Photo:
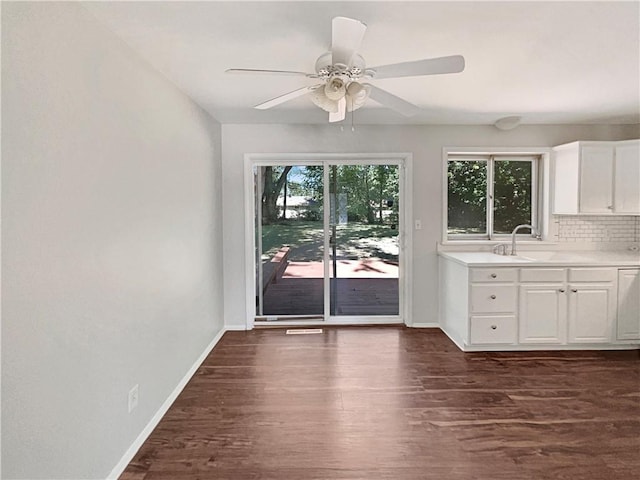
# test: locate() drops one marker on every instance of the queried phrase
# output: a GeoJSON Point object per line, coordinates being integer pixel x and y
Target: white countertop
{"type": "Point", "coordinates": [585, 258]}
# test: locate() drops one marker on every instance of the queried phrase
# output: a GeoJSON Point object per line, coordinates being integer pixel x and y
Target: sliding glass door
{"type": "Point", "coordinates": [326, 240]}
{"type": "Point", "coordinates": [364, 253]}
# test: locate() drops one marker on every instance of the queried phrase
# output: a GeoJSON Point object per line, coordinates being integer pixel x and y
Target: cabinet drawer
{"type": "Point", "coordinates": [542, 274]}
{"type": "Point", "coordinates": [493, 298]}
{"type": "Point", "coordinates": [493, 329]}
{"type": "Point", "coordinates": [493, 274]}
{"type": "Point", "coordinates": [592, 274]}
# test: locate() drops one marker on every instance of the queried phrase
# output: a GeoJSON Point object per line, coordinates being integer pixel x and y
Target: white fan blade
{"type": "Point", "coordinates": [270, 72]}
{"type": "Point", "coordinates": [284, 98]}
{"type": "Point", "coordinates": [389, 100]}
{"type": "Point", "coordinates": [346, 37]}
{"type": "Point", "coordinates": [428, 66]}
{"type": "Point", "coordinates": [340, 114]}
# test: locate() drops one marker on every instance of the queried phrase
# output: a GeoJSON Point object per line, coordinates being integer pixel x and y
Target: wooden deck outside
{"type": "Point", "coordinates": [362, 288]}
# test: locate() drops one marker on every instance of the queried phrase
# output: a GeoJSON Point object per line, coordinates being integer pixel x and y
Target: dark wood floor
{"type": "Point", "coordinates": [395, 403]}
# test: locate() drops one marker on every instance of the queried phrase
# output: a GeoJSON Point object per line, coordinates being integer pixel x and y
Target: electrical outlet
{"type": "Point", "coordinates": [133, 398]}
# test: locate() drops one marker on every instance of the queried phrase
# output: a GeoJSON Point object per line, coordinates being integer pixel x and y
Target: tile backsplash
{"type": "Point", "coordinates": [600, 228]}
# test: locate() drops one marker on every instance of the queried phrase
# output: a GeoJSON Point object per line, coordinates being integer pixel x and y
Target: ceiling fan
{"type": "Point", "coordinates": [342, 70]}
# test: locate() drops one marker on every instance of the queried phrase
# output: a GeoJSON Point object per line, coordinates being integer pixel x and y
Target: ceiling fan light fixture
{"type": "Point", "coordinates": [335, 89]}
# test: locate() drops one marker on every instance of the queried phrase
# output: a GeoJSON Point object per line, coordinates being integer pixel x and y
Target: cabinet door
{"type": "Point", "coordinates": [628, 323]}
{"type": "Point", "coordinates": [596, 178]}
{"type": "Point", "coordinates": [627, 178]}
{"type": "Point", "coordinates": [542, 313]}
{"type": "Point", "coordinates": [591, 310]}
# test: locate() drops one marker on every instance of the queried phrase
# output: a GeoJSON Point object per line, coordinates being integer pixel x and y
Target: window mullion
{"type": "Point", "coordinates": [490, 197]}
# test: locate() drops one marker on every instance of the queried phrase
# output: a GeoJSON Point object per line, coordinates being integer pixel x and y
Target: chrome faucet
{"type": "Point", "coordinates": [513, 236]}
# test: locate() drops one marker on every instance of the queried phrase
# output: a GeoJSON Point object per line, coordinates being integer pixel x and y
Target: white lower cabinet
{"type": "Point", "coordinates": [562, 312]}
{"type": "Point", "coordinates": [542, 313]}
{"type": "Point", "coordinates": [591, 311]}
{"type": "Point", "coordinates": [496, 329]}
{"type": "Point", "coordinates": [628, 320]}
{"type": "Point", "coordinates": [511, 308]}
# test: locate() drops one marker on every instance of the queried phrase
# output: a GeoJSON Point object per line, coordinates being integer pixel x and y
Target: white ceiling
{"type": "Point", "coordinates": [549, 62]}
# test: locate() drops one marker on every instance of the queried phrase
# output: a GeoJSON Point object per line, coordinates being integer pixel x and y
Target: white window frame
{"type": "Point", "coordinates": [540, 201]}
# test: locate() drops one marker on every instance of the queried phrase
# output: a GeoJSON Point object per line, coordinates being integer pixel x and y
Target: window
{"type": "Point", "coordinates": [489, 195]}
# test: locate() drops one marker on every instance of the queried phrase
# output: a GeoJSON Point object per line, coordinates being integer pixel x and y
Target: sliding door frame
{"type": "Point", "coordinates": [404, 162]}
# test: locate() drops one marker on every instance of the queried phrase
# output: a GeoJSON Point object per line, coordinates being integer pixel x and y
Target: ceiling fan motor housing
{"type": "Point", "coordinates": [326, 69]}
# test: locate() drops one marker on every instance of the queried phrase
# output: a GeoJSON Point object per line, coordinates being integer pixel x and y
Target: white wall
{"type": "Point", "coordinates": [425, 142]}
{"type": "Point", "coordinates": [111, 237]}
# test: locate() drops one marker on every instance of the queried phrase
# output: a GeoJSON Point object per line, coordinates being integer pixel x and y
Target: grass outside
{"type": "Point", "coordinates": [355, 240]}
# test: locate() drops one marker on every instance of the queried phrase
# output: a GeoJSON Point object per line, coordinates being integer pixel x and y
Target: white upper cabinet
{"type": "Point", "coordinates": [627, 177]}
{"type": "Point", "coordinates": [597, 178]}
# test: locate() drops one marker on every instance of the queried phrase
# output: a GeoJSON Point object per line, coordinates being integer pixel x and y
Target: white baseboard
{"type": "Point", "coordinates": [235, 328]}
{"type": "Point", "coordinates": [425, 325]}
{"type": "Point", "coordinates": [153, 423]}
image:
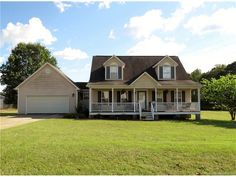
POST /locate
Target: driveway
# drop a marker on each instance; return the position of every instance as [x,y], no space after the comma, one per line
[12,121]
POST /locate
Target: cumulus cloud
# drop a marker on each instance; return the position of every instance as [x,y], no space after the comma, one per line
[219,21]
[154,45]
[106,4]
[62,6]
[71,54]
[34,31]
[152,20]
[112,35]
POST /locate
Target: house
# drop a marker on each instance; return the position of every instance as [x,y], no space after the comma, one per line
[143,86]
[48,90]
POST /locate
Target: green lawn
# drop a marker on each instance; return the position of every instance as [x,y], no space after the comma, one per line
[94,147]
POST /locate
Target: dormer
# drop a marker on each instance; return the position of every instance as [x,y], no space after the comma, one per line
[166,69]
[114,68]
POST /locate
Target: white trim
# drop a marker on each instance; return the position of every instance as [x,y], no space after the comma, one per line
[123,64]
[165,57]
[148,76]
[56,69]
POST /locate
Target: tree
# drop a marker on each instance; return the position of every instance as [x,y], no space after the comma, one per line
[222,92]
[196,75]
[23,61]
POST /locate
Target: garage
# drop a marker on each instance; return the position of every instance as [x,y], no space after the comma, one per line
[47,104]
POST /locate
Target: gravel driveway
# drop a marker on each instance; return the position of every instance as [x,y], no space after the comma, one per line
[12,121]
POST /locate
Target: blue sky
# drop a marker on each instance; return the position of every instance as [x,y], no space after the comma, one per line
[201,33]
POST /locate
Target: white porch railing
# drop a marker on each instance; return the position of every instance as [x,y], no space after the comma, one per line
[172,106]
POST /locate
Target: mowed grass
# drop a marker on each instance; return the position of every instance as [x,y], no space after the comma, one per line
[106,147]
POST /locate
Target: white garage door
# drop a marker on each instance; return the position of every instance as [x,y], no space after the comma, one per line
[47,104]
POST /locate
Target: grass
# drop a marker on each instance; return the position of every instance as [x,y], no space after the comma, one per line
[95,147]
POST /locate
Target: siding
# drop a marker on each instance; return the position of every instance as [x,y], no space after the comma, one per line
[43,84]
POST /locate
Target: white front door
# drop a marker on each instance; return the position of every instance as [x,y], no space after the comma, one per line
[142,99]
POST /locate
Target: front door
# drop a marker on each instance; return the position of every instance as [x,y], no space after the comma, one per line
[142,99]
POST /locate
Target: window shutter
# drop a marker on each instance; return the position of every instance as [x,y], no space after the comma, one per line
[118,96]
[108,72]
[129,96]
[153,95]
[183,96]
[99,96]
[172,96]
[110,96]
[161,72]
[119,72]
[172,72]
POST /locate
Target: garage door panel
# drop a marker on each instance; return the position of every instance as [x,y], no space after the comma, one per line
[47,104]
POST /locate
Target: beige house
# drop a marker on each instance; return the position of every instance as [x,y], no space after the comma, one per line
[146,86]
[48,90]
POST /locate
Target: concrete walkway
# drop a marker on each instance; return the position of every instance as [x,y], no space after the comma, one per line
[12,121]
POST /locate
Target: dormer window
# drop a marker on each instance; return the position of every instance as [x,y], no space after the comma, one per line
[166,72]
[113,72]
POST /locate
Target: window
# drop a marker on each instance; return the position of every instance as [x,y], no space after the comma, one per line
[166,72]
[113,72]
[105,96]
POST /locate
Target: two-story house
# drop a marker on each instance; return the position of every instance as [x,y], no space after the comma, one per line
[145,86]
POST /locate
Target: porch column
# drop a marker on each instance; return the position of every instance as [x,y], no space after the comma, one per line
[199,99]
[134,98]
[112,99]
[177,101]
[156,99]
[90,99]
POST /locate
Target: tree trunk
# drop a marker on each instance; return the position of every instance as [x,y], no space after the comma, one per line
[232,113]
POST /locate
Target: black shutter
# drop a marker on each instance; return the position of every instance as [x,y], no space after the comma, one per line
[153,95]
[172,72]
[108,72]
[183,96]
[129,96]
[161,72]
[110,96]
[99,96]
[119,73]
[118,96]
[172,96]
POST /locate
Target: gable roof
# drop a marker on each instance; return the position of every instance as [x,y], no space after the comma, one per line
[53,67]
[134,67]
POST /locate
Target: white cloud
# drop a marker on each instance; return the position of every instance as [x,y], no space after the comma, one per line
[104,4]
[112,35]
[71,54]
[62,6]
[154,45]
[220,21]
[152,20]
[34,31]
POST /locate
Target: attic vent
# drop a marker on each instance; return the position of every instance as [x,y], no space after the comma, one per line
[47,71]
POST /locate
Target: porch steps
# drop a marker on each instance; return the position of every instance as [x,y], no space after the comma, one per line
[147,116]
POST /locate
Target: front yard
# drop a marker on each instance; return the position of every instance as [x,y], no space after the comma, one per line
[76,147]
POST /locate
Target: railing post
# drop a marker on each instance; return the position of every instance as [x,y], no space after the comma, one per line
[134,98]
[156,99]
[177,101]
[199,99]
[90,99]
[112,99]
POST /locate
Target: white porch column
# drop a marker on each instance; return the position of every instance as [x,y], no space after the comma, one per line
[90,99]
[134,98]
[199,99]
[112,99]
[156,99]
[177,101]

★ ★ ★

* **TASK TO CARRY OUT**: Every line in the data above that contains "garage" needs to be copied.

* **ANSWER FOR THIS EXERCISE**:
Target: garage
Target: white garage door
Target: garage door panel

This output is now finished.